-- Data to process --
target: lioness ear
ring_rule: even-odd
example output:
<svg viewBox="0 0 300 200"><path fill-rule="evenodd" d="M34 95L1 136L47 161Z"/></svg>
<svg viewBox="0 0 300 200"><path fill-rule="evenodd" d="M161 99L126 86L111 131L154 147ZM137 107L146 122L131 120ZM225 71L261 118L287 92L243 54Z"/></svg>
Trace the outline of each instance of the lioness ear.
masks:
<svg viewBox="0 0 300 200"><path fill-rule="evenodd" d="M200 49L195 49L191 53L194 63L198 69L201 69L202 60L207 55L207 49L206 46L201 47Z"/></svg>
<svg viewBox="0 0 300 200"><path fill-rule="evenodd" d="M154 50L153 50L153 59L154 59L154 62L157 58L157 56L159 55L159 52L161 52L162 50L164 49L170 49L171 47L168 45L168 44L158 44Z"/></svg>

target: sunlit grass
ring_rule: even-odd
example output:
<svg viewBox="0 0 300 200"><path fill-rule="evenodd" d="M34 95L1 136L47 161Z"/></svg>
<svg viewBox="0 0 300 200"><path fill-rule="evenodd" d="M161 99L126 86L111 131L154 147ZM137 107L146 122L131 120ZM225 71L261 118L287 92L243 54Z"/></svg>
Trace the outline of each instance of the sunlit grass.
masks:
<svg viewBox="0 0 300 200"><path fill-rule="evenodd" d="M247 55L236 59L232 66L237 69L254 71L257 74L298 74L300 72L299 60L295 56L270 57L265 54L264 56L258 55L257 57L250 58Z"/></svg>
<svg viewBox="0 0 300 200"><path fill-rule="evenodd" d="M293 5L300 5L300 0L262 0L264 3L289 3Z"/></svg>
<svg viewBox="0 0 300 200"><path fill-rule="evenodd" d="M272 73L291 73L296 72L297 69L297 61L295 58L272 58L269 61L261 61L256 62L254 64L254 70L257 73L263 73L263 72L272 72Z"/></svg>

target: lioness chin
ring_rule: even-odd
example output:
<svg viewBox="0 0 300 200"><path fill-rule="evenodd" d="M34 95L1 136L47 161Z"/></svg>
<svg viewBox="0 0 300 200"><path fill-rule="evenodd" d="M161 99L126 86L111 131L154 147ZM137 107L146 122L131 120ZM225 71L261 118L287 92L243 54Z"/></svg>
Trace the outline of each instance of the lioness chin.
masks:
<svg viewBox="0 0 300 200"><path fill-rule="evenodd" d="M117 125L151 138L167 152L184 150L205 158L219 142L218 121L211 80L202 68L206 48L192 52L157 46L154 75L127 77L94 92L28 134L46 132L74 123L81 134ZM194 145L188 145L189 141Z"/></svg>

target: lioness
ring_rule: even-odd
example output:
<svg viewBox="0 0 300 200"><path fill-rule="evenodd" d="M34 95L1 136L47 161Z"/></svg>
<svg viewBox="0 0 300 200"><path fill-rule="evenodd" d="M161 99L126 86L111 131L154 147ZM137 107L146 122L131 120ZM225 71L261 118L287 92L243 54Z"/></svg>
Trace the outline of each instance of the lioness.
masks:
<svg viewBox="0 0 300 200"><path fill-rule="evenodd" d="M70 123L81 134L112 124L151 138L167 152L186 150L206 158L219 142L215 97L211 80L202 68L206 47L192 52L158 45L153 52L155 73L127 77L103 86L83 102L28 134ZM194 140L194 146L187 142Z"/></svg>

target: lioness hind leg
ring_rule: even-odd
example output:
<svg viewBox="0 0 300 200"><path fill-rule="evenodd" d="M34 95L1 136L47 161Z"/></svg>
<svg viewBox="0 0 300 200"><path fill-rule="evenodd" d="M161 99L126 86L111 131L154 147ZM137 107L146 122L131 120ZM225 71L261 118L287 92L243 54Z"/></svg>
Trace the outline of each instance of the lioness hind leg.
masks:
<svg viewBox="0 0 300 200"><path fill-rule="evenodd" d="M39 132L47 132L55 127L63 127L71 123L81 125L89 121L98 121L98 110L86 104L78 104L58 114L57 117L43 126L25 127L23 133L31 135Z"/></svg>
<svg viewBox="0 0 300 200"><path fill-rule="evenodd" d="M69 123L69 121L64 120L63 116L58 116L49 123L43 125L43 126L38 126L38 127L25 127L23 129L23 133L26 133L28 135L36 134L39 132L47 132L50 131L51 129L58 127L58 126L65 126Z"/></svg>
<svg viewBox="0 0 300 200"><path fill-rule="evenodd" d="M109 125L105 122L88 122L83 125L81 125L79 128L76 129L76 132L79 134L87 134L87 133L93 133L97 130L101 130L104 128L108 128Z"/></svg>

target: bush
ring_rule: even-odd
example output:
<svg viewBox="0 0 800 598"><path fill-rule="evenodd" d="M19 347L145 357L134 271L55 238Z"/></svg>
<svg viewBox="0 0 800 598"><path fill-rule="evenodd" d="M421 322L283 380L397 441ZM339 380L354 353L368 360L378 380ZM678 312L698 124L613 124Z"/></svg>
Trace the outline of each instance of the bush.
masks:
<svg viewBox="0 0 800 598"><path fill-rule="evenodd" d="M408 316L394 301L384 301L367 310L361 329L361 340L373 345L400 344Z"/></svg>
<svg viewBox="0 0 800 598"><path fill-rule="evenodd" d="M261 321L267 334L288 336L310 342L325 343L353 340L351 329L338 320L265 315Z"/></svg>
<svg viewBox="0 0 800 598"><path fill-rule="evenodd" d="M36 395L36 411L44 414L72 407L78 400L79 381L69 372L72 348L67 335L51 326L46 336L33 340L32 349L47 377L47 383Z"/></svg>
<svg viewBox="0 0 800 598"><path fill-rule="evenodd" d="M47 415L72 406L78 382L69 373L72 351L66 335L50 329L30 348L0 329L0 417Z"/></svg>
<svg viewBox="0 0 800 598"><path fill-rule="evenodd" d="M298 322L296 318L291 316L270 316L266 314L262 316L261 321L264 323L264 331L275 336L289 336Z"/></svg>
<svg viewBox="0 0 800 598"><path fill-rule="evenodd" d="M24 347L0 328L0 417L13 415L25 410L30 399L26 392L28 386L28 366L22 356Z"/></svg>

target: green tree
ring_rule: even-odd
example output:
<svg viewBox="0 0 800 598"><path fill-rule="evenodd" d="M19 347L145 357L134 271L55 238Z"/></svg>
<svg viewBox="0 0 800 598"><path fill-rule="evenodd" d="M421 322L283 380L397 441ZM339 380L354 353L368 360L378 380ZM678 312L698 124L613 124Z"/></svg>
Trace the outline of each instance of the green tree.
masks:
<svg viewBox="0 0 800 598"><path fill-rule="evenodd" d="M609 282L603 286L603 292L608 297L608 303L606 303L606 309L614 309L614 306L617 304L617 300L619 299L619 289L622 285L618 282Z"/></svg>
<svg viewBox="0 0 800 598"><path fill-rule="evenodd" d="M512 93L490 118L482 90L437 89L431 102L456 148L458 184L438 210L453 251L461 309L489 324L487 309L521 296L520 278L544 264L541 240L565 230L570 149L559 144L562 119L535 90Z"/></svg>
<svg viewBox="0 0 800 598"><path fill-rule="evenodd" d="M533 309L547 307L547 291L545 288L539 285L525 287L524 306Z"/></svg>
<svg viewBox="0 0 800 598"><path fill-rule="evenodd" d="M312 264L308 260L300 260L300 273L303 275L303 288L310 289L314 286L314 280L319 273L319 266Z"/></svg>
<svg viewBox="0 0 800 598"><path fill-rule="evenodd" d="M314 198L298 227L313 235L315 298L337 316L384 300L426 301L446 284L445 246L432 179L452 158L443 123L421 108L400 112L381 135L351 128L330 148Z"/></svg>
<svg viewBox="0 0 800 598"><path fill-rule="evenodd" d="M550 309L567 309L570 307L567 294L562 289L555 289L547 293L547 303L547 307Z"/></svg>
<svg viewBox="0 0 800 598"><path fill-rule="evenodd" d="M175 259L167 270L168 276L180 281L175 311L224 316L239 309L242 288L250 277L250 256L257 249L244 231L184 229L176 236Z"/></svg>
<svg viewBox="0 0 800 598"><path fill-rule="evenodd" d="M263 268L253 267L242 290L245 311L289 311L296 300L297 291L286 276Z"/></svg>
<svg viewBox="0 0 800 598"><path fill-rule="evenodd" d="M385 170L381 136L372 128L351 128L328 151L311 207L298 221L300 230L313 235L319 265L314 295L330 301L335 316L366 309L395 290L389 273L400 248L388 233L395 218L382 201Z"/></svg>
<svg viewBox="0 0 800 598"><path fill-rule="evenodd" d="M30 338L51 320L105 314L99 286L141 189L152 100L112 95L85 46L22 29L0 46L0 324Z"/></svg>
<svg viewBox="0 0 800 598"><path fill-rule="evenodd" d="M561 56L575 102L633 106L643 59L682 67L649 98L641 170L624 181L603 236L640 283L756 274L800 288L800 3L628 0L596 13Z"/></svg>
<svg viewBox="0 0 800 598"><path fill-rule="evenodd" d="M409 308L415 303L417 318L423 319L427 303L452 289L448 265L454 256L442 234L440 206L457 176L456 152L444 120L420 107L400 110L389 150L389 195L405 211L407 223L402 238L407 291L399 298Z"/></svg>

-- Assigned task --
What lines in the entries contain "sunlit"? Report each one by copying it.

-- Finished exercise --
target: sunlit grass
Trace the outline of each instance of the sunlit grass.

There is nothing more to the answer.